*Provided passage:*
Avoid Separation with Preparation
Help with anxiety so everyones life isnt ruined
It is easy when we are unexpectedly home with our dog to throw ourselves into lots of fun activities with the, but make sure they still get plenty of down time and on their own time. They do not have to be entertained all the time!
With a little thought and practice, you can prevent separation issues from arising. If you want to prevent this from even starting or have existing issues, I highly recommend you enroll in my training program.
While this COVID19 pandemic is going on, from your dog’s perspective there may be some upsides to lock-down. You are home pretty much all the time and they may well be getting more attention than usual. Even when all this is lifted or if this was not going on, it is important to have control of this situation anyhow. Your pup needs to know he/she will be OK and not to become frantic. It will save and prevent any unnecessary actions and feelings from occurring. Both you and your pup will be relieved of having any hassle, stress, money, bad or aggressive behavior, retaliation, damage to your property, clean up, punishment, etc.
This is great but it could potentially lead to having a problem with separation issues when all this is over, even if your dog has never had a problem with this before. So I am listing some pointers to avoid future separation distress while still enjoying this extra time with your dog.
The key to prevention is to make sure that you are not always available to your dog now. This may mean artificially creating distance at the moment.
Try to discourage your dog from following you around the house (as long as you are sure they are not already suffering from separation distress, if they are I can help you with some training). By discouraging, I don’t mean that you need to shoo them away, yell, or be aggressive. What you should do is if they do follow you, let them know that “Everything is ok”, in a sweet way, and that they can “go lay down”. After a few times they should realize that you are not abandoning them or that you are in any harms way. I know, my pup is basically attached to my hip and likes to make sure I am safe at all times so he comes to check on me a lot, but after he sees that all is ok and nothing is wrong with me, he knows he can go lay down or not be right on top of me (literally- Great Danes being giant lap dogs, lol).

*Problem:*
Answer these questions about the text on dog separation issues:
(a) Which pandemic does it name?
(b) What does it call the key to prevention?
(c) What breed is the writer's pup?

*Source information:*
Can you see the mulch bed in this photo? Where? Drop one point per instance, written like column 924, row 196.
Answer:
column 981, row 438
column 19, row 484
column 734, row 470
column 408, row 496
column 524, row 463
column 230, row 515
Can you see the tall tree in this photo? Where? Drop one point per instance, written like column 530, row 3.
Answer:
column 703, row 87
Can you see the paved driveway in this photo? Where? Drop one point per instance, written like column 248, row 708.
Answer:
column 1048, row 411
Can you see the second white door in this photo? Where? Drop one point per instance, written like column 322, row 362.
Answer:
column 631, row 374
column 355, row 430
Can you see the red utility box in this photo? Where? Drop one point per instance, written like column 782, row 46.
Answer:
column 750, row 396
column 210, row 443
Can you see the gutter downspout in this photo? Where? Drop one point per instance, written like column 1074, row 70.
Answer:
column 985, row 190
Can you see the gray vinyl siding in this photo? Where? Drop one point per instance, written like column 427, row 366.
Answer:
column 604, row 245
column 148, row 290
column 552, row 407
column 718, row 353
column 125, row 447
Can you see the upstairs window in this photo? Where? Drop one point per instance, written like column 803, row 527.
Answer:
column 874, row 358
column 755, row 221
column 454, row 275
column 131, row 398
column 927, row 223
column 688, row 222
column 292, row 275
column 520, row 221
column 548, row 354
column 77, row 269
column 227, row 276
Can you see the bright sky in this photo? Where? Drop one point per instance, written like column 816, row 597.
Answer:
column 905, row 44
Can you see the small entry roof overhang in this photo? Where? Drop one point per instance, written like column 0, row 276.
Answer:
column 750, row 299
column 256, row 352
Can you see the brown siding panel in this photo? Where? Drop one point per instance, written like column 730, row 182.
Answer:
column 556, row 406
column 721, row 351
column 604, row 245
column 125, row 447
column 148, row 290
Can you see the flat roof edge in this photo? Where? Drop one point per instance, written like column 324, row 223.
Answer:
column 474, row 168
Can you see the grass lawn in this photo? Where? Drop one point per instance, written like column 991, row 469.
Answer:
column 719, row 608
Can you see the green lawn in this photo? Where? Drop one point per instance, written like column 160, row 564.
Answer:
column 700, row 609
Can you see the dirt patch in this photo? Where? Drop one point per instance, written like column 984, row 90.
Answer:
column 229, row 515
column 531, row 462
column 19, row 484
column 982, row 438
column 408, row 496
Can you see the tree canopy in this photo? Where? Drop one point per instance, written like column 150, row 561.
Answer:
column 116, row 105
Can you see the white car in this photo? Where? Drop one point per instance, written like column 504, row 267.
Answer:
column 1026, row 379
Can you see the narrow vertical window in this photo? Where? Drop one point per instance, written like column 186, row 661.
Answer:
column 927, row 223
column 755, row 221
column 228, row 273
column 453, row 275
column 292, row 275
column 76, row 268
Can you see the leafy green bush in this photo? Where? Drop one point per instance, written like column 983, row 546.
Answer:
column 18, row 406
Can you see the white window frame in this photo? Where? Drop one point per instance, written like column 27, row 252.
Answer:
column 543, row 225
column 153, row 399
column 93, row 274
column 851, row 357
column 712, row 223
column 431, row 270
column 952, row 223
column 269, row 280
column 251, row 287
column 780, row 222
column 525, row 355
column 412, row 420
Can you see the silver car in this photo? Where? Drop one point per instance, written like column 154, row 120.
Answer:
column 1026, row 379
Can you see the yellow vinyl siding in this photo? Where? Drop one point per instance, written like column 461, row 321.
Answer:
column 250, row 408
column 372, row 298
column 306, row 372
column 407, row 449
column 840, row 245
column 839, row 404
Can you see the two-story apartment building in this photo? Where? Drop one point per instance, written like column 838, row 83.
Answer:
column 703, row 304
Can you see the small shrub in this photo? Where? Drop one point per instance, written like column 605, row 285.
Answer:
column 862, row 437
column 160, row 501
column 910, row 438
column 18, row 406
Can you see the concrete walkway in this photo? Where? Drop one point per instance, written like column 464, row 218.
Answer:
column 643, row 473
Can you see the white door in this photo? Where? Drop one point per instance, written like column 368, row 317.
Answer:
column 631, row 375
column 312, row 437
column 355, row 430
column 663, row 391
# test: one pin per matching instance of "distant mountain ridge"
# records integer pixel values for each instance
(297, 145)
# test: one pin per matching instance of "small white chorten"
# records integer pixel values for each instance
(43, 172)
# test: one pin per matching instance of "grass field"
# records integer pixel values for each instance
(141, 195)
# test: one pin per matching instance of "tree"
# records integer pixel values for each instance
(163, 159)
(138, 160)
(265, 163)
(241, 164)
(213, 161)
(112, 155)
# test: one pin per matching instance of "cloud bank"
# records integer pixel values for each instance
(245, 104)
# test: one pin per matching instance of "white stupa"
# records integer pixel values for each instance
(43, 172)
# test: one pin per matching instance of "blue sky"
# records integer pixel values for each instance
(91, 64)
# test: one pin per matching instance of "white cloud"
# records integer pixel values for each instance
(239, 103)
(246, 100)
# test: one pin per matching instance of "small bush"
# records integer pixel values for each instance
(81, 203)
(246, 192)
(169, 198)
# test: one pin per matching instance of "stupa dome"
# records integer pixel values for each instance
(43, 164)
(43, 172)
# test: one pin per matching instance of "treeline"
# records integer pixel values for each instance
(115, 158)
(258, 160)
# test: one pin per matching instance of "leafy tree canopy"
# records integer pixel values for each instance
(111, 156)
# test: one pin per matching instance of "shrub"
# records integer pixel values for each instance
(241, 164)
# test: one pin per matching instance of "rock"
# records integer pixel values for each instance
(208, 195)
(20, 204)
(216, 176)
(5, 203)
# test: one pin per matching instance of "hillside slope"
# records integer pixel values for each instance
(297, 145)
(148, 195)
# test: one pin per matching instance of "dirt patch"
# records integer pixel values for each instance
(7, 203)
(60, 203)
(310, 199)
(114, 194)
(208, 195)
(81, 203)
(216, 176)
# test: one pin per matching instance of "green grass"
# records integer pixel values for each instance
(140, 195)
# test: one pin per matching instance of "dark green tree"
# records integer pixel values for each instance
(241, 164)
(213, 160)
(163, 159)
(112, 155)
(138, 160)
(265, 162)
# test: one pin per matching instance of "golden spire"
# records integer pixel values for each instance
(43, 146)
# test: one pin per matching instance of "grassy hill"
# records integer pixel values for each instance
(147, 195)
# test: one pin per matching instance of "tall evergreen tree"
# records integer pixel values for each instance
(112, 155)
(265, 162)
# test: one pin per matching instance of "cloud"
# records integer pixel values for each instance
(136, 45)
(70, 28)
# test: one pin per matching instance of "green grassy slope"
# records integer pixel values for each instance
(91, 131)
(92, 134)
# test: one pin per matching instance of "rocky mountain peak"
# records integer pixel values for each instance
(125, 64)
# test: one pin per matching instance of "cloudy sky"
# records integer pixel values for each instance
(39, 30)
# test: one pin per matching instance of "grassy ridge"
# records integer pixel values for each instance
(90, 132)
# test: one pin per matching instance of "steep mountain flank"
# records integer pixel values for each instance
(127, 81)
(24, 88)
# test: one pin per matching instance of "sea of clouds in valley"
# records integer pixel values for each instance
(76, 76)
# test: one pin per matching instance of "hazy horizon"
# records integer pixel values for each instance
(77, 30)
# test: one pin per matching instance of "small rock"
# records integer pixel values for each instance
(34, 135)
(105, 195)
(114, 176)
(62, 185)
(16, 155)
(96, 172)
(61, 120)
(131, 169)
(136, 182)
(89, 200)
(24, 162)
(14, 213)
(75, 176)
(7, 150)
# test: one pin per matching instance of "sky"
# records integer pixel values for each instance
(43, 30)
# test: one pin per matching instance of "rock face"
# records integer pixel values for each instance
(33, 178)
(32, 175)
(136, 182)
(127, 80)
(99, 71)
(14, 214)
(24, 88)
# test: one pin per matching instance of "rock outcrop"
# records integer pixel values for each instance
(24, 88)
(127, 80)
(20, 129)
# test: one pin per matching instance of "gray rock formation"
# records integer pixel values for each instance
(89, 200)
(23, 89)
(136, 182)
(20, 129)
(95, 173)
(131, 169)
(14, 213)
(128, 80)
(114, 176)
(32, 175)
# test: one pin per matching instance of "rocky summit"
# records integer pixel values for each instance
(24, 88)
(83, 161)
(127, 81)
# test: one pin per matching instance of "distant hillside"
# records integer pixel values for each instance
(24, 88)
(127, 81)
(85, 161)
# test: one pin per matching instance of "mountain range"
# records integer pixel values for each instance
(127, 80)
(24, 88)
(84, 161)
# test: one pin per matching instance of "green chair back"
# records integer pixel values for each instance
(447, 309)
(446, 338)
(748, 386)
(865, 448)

*Answer space:*
(a) COVID19
(b) Making sure that you are not always available to your dog now
(c) Great Dane